▶ _The task_
Count the lines in the items below that contain the string "dark", and give only that number.

▶ _Labeled-object pointing entries_
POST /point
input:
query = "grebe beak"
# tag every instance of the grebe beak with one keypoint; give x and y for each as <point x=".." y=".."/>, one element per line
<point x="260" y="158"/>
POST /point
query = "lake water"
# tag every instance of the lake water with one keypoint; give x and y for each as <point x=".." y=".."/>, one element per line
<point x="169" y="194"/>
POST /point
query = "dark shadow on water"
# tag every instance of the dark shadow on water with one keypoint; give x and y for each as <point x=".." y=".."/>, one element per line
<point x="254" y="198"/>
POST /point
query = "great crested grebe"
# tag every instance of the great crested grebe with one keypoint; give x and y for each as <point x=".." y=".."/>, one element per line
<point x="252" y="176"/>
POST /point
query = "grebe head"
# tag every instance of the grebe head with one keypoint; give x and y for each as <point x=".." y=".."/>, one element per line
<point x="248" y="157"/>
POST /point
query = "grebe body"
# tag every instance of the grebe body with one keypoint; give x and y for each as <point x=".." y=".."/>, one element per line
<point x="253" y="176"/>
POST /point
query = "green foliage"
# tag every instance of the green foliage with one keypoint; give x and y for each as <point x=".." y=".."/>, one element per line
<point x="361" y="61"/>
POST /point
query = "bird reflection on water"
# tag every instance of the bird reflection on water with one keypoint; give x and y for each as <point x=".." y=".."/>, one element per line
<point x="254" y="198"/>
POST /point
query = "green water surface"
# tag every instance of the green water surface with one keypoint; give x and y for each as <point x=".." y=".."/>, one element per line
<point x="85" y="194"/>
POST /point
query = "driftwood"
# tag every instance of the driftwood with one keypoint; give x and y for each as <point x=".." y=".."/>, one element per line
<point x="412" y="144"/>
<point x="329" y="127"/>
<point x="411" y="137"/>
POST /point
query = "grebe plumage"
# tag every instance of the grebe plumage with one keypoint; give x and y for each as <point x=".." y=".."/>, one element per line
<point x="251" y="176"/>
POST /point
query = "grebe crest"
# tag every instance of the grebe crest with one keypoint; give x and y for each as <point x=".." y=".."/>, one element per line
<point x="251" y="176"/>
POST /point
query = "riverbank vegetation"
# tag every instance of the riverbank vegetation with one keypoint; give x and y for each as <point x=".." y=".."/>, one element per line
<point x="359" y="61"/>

...

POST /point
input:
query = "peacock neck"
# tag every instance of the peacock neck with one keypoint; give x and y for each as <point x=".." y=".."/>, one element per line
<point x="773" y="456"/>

* * *

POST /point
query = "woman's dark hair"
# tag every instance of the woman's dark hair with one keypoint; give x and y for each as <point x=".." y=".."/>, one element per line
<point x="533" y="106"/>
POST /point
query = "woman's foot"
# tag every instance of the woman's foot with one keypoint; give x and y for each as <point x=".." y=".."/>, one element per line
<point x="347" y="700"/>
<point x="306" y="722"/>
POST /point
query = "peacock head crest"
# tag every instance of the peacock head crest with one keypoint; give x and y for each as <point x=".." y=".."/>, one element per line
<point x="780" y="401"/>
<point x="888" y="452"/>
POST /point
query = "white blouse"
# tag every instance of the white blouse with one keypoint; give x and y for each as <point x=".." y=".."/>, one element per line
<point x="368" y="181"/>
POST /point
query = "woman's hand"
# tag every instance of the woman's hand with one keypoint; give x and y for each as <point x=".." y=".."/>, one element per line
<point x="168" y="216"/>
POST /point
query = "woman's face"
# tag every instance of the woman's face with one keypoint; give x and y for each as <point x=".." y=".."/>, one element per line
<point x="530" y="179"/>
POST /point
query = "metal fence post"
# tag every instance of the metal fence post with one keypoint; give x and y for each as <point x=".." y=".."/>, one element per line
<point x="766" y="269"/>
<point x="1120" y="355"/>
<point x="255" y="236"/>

▶ _Full answer_
4